## 取り組む課題
1. 次の(a)〜(c)は、女性の健康に関する法律案についての文章の内容と合っていますか。それぞれ「はい」か「いいえ」で答え、判断の決め手となる本文の語句を引用してください。
(a) 法律案は、ライフステージごとの課題をあげて、段階に応じた支援をしようとしている。
(b) リプロダクティブ・ヘルツ/ライツは、1995年のカイロの会議で提唱された。
(c) 出産したい女性が出産しやすい環境づくりは不要だと述べられている。
2. 女性の健康に関する法律案についての文章を、最後の文の後から書き進めてください。

---------- 演習文 ----------

法律案を読むと、一見すると、良さそうな内容に思えます。ライフステージごとの課題をあげて、その段階に応じた支援をしようとしています。が、どんな「女性」をイメージするかによっても変わってきます。「女性の多様な需要」に対応するようになっていますが、人生のある段階になったら、「女性は出産するもの」という前提があるのではないでしょうか。

たしかに、出産したい女性が出産しやすい環境にしていくことは望まれます。そのために、女性の労働環境や産科情報の提供、産前・産後ケア等の充実は必要です。一方で、リプロダクティブ・ヘルツ/ライツの考えを取り入れようとするのならば、そもそも出産するかしないかは女性の権利という視点も必要になります。

法案には「国際的な動向および連携に配慮する」とあります。リプロダクティブ・ヘルツ/ライツは「性と生殖に関する健康・権利」のことで、1994年のカイロで行われた国際人口開発会議で提唱されました。翌95年の北京で開かれた世界女性会議では、「リプロダクティブ・ヘルツ/ライツがすべてのカップルと個人が有する人権の一つ」とうたわれたのです。

---------- 提示資料 ----------

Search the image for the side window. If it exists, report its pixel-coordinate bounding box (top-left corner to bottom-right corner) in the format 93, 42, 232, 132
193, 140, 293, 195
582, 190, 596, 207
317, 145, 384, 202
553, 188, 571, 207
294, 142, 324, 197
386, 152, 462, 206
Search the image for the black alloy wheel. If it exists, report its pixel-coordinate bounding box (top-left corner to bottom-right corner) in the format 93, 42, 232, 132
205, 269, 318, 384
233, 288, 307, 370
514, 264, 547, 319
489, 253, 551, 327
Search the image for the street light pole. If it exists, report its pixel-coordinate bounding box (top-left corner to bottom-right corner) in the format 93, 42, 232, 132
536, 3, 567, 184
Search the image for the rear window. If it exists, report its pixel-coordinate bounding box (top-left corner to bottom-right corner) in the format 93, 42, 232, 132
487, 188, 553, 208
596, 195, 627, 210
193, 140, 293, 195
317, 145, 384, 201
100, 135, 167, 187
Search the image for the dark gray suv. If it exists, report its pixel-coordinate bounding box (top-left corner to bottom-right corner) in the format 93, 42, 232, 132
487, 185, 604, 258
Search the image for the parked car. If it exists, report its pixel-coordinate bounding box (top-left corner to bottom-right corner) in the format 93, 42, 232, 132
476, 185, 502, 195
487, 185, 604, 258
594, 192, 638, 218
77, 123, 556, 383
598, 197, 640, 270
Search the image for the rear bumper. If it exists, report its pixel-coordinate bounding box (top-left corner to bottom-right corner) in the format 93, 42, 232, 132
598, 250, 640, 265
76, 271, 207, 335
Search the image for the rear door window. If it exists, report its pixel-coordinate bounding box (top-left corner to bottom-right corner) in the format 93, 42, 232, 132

----------

## 解答
1.
(a) はい:「ライフステージごとの課題をあげて、その段階に応じた支援をしようとしています。」
(b) いいえ:「1994年のカイロで行われた国際人口開発会議で提唱されました。」
(c) いいえ:「出産したい女性が出産しやすい環境にしていくことは望まれます。」

2.
また、いつ結婚するのか、またはしないのかという点も同じです。いわゆる結婚適齢期というのは、出産前提の考えでしょう。妊娠・出産が難しい人のための不妊治療への支援は法律には明記されていません。「安心して子どもを生み、育てることができるよう当該医療(助産を含む)を提供する施設の確保」とありますが、わざわざ「助産」とあるのに、「不妊」がはいっていません。

さらには、身体的には「女性」だが、自認する性が違っている場合への支援も含まれていません。女性の身体をもちながら、女性ではない性を自認する場合(トランスジェンダー<生まれながらの性別と、自認する性別が異なる人>またはXジェンダー<女性や男性という性自認はない>、パンセクシャル<そもそも性別を意識しない人>など)、どのような支援をするかは記されていません。自民党内には「性的指向・性自認に関する特命委員会」があるにもかかわらず...です。

ところで、自民党の提言には性教育の現状が描かれています。以下が抜粋です。

中学校では、思春期には、内分泌の働きによって生殖に関わる機能が成熟すること、成熟に伴う変化に対応した適切な行動が必要になること(第1学年)、性感染症を含めた感染症について、その疾病概念、感染経路及び予防方法等(第3学年)、高等学校では、受精、妊娠、出産に伴う健康課題や家族計画の意義、人工妊娠中絶の心身への影響、などについて理解できるようにしている。また、就労等の生涯設計などについても教育がなされており、こうした学校での活動を通じて、異性を含む基礎的な対人スキルを習得できるような指導がなされている。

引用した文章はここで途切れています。